▶ _Set problem_: Copy verbatim everything from the line containing "stucco wall in the picture above?" down to the final line below, including both ends, and omit the pictures.
------ Data to use
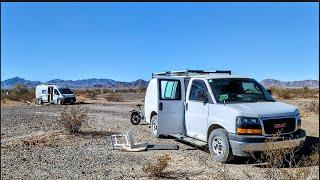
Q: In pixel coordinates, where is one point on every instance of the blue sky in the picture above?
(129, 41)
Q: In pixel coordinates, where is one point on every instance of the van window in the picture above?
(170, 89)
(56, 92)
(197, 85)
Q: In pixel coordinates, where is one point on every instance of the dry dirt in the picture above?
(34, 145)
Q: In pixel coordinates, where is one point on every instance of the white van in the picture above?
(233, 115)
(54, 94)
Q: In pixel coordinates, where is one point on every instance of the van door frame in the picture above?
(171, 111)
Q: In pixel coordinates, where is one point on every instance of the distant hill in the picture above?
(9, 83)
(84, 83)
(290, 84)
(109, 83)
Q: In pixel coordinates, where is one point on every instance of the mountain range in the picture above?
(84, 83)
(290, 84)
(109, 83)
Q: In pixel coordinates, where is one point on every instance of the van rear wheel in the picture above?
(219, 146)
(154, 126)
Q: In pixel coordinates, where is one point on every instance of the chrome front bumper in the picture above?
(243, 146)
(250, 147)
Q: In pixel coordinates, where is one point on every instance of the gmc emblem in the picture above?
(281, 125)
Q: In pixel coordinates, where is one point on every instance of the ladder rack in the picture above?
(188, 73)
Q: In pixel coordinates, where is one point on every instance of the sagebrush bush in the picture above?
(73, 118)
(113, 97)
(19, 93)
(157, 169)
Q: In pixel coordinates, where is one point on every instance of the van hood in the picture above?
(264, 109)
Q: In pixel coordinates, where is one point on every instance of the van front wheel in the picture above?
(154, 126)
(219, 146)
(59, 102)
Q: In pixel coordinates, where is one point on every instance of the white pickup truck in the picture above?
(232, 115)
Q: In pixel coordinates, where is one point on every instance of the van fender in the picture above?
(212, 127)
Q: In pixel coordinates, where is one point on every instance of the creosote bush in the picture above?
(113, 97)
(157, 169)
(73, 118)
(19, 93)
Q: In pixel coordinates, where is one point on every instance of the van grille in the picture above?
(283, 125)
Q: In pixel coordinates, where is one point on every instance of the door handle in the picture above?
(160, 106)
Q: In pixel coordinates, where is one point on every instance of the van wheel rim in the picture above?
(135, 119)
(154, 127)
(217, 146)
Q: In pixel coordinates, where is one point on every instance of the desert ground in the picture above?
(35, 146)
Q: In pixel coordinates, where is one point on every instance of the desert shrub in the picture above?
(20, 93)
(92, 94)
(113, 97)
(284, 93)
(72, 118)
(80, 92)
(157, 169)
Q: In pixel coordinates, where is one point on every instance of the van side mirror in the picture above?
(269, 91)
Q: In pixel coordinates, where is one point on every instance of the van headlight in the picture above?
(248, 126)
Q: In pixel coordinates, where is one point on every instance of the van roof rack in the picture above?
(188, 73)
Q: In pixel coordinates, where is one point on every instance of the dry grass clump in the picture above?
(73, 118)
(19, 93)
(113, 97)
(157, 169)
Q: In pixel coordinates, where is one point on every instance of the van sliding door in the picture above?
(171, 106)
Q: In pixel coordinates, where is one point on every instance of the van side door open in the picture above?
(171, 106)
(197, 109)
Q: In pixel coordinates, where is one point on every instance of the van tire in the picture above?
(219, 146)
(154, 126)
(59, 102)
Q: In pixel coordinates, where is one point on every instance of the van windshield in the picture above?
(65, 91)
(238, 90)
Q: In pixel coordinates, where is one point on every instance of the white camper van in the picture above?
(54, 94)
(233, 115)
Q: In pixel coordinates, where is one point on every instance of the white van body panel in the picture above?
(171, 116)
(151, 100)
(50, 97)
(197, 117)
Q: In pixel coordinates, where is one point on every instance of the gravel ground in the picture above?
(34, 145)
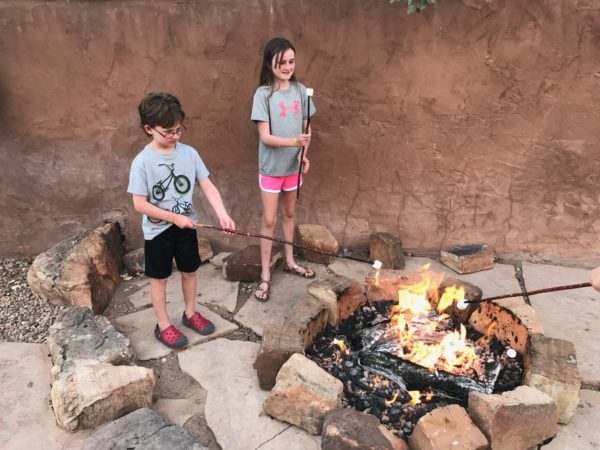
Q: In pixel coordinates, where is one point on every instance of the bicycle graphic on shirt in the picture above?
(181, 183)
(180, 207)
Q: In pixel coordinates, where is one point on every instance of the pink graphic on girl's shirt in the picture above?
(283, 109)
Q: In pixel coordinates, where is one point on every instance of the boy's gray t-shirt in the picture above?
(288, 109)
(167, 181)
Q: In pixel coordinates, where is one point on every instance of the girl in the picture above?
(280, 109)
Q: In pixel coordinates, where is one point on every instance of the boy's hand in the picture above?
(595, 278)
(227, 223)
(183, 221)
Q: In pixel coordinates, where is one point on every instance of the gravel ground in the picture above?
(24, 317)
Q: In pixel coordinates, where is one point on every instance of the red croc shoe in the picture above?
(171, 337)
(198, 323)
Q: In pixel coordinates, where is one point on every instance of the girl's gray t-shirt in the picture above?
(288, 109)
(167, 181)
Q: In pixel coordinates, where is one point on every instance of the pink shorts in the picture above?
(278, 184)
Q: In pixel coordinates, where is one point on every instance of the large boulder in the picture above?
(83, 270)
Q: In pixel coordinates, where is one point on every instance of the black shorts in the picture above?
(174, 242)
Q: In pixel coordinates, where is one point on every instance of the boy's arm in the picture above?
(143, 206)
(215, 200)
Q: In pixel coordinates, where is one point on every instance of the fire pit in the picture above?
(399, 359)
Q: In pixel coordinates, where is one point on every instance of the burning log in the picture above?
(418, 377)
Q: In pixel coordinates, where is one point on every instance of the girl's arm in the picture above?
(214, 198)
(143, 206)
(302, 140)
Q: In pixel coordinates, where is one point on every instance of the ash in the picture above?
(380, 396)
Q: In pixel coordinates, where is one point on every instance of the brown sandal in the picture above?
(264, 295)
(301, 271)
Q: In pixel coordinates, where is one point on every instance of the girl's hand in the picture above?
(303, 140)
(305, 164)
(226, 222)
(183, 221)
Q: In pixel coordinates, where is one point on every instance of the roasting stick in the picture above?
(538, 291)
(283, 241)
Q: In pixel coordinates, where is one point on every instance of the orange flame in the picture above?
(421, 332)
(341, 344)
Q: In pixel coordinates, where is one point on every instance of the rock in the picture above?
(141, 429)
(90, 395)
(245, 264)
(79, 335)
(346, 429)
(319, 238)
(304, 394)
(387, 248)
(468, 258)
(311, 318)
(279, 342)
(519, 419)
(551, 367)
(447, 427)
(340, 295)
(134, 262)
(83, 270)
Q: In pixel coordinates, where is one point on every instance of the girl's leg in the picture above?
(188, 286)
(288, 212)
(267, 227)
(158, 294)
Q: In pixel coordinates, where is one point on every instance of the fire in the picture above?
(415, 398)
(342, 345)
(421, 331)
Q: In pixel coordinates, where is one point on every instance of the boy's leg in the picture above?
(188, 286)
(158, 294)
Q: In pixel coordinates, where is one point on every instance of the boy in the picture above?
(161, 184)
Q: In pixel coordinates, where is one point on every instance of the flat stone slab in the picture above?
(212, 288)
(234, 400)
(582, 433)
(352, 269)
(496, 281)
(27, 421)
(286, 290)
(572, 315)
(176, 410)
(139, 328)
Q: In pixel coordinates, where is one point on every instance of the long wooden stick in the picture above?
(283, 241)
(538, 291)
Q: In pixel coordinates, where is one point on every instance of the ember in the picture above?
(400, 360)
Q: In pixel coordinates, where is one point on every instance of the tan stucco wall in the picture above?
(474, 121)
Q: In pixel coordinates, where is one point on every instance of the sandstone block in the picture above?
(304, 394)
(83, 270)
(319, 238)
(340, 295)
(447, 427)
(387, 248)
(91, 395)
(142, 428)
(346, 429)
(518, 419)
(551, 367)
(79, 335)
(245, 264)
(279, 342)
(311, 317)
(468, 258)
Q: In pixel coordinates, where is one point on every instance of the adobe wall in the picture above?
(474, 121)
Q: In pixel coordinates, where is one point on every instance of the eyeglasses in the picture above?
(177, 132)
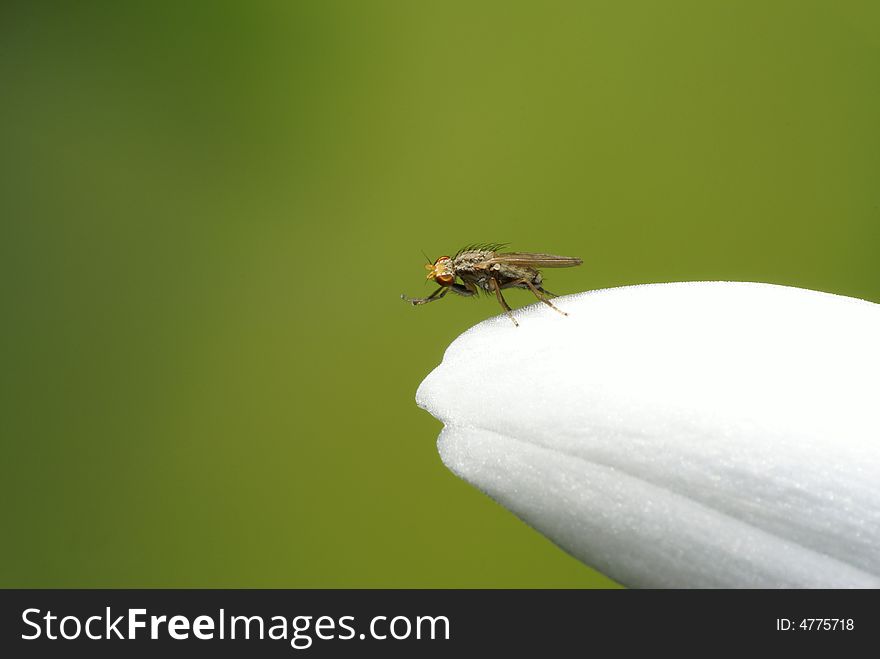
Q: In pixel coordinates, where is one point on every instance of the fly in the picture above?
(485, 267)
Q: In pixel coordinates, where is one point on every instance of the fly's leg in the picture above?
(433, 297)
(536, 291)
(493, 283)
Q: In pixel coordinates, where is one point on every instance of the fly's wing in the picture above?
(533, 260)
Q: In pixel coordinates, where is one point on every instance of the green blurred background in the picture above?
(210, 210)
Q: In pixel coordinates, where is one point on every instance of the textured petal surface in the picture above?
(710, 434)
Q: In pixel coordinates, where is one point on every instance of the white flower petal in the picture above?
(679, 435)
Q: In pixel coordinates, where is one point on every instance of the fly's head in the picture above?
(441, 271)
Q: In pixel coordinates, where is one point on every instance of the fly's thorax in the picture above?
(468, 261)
------------
▶ _Result of this exercise_:
Q: In pixel coordinates, where is one point on every instance of the tan stucco wall in the picture above?
(474, 121)
Q: In pixel coordinates, where is one point on every instance of the sandstone block in the picture above?
(304, 394)
(83, 270)
(319, 238)
(340, 295)
(447, 427)
(387, 248)
(91, 395)
(142, 428)
(346, 429)
(518, 419)
(551, 367)
(79, 335)
(245, 264)
(279, 342)
(311, 317)
(468, 258)
Q: In pixel coordinates, where is one point on every instance of the adobe wall in the picture above?
(474, 121)
Q: In pixel coordinates, where is one point on every instance of the eyeglasses in the picture above?
(177, 132)
Q: In pixel coordinates, where is one point on every instance of the fly in the picture above?
(485, 267)
Q: In pixel coordinates, where is one point on every instance of the fly's leg in the picture above?
(433, 297)
(536, 291)
(493, 283)
Q: In pixel coordinates, where is one point on every instance of the fly's wing in the picture above?
(533, 260)
Q: In pixel coordinates, where is one point on every instance of the green blurred background in the picture above?
(210, 210)
Q: In pixel coordinates, where is one point on every instance of the textured petal surface in the picture above?
(710, 434)
Q: In pixel coordinates, where is one point on every instance of the white flower petal in the picture above?
(679, 435)
Q: In pixel coordinates, where is one point on every instance of the fly's head in the picture above?
(441, 271)
Q: In pixel coordinates, where is one point on every instance of the fly's thorax in the picture above?
(468, 261)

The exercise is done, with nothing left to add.